Text segment:
[Lldb-commits] [PATCH] D39307: Fix global data symbol resolution

Alex Langford via Phabricator via lldb-commits lldb-commits at lists.llvm.org
Wed Oct 25 16:33:59 PDT 2017


xiaobai added a comment.

In https://reviews.llvm.org/D39307#907253, @jingham wrote:

> If I have a library that uses some singleton class that's not exported, and I'm debugging code in a client of my library, and the state of my library is looking odd based on what it is returning to the client, it seems not unnatural to want to call:
>
> (lldb) expr my_library_singleton->WFTDude()
>
> accessing some debugging function I've put in for that purpose.  This change would make that not work.


While not implausible, it seems as though making `my_library_singleton` visible from a scope that it is not intended to be visible from is causing the problem I am trying to fix. If your library is acting strange while interacting with your client, it seems like it's your library that you're really interested in debugging (or rather, your library interacting with the client), in which case you should probably enter the library's scope and then try to query its internals. While what you want to do is quite convenient, it possibly introduces more problems than it aims to alleviate.

Written task 1: Translate into Spanish the following sentence from the code review comment: "While what you want to do is quite convenient, it possibly introduces more problems than it aims to alleviate."

(Dataset entries)
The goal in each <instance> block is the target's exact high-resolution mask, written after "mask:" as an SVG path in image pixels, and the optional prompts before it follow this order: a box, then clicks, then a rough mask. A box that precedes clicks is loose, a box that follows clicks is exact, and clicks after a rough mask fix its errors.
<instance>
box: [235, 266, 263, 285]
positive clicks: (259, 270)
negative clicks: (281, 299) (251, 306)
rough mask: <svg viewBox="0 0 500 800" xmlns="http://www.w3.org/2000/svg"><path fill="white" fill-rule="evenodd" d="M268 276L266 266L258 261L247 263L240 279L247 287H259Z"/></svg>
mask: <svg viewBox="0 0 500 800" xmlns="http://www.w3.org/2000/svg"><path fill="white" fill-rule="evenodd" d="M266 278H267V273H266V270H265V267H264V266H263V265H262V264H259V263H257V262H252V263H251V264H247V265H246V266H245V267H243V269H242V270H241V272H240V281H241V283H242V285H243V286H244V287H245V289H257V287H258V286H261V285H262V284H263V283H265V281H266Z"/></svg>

Written task 2: Lay out the listing as a JSON list of strings, one string per line and omitting blank lines, starting with its first line and going on through the line containing "positive clicks: (259, 270)".

Written answer 1: Aunque lo que usted quiere hacer es bastante práctico, posiblemente introduce más problemas de los que pretende resolver.

Written answer 2:
[
  "The goal in each <instance> block is the target's exact high-resolution mask, written after \"mask:\" as an SVG path in image pixels, and the optional prompts before it follow this order: a box, then clicks, then a rough mask. A box that precedes clicks is loose, a box that follows clicks is exact, and clicks after a rough mask fix its errors.",
  "<instance>",
  "box: [235, 266, 263, 285]",
  "positive clicks: (259, 270)"
]